TUESDAY, Oct. 21, 2008 - Randall J. Hartman (Sugar Loaf mountain site, briefly / Sigma preceder / Boxer Graziano, formally)

Tuesday, October 21, 2008



Relative difficulty: Easy

THEME: P-O-L-K-A - first theme clue is [P], and each successive clue adds one more letter of "POLKA" for a total of five theme clues

I've seen this "theme" before, and I like it. It's simple in its design, but results in a puzzle that is not overly simple to solve - primarily because knowing the theme (there's really nothing to grasp) doesn't help you uncover any particular answer. In fact, if this type of "theme" has a fault, it's that answers can get a bit loose. Perhaps it's best to think of the theme answers as reverse-clued - the P, PO, POL, POLK, and POLKA are answers, and their clues are what are in the grid. I'm much happier accepting POLKA as an answer for [Oktoberfest tune] than vice versa. I had no idea what those last four letters were going to be, and had to place them via crosses. RIVER OF LOMBARDY was probably the toughest of the bunch to uncover. Not the first description that comes to mind for the river PO, but again, [River of Lombardy] would have made a fine clue for PO (if the puzzle accepted two-letter words, that is).

Theme answers:

  • 17A: P (sixteenth letter)
  • 22A: PO (river of Lombardy)
  • 38A: POL (Capitol Hill type) - had same trouble here with TYPE that I did with TUNE in 55A
  • 46A: POLK (former president) - FORMER somehow was not a gimme either
  • 55A: POLKA (Oktoberfest tune)




Here's a neat pattern in this puzzle that I would never have noticed had the theme been different:

EAR (29A: It may be cupped or cuffed)
EARL (21A: Warren of the Supreme Court)
EARLY (13D: Jumping the gun)

And they're all in the NW, too. In fact, there's a little EAR staircase there going from EAR to TEAR (19D: Eye drop) to EARL to EARLY. Can't decide if this is unfortunate, lazy, brilliant, or lucky. Further, there are two three-letter words that are expanded by one letter into four letter words at other points in the grid:

ELI (32D: QB Manning)

• PROVIDED MATERIAL:
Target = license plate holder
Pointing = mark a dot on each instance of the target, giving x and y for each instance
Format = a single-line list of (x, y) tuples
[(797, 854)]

• INSTRUCTIONS:
[1] Could you reproduce the crossword review, everything from "Here's a neat" down to "the Supreme Court)"?
[2] Can you resume the crossword review, picking up right after its last line?
None of this data has anything to do with the crossword review.

• THE RESULTS:
[1]
Here's a neat pattern in this puzzle that I would never have noticed had the theme been different:

EAR (29A: It may be cupped or cuffed)
EARL (21A: Warren of the Supreme Court)

[2]
ELOI (25D: "The Time Machine" race)

AMO (44A: _____, ama, amat ...)
AMSO (44D: Reply to "Are not!")

The latter pair intersect at the "A" - noticing coincidental nonsense like this is how I amuse myself when I don't have a hell of a lot to say about a puzzle.

By far the hardest part of the puzzle for me was the SW corner. 62A: Sugar Loaf Mountain site, briefly (Rio) seems completely incongruous. "Sugar Loaf Mountain" sounds like a place in Vermont, or a place where Faeries live, and at any rate sounds about as far from RIO as, well, where I'm sitting right now. This answer crosses some guy named OAKIE (47D: Jack of "The Great Dictator"), of whom I also have not heard, which makes two crossing proper nouns of relatively low fame. However, there is no violation of the "Natick Principle" here because one of the answers - RIO - is the only possible guess you could make once you have the R and O. So the total number of Natick violators to date remains at two

NATICK x/w NC WYETH at the "N"
ALGOL x/w NLRB at the "L"

Both of which, I have to say, seem entirely gettable to me now that I have fretted over them so much.

Misc.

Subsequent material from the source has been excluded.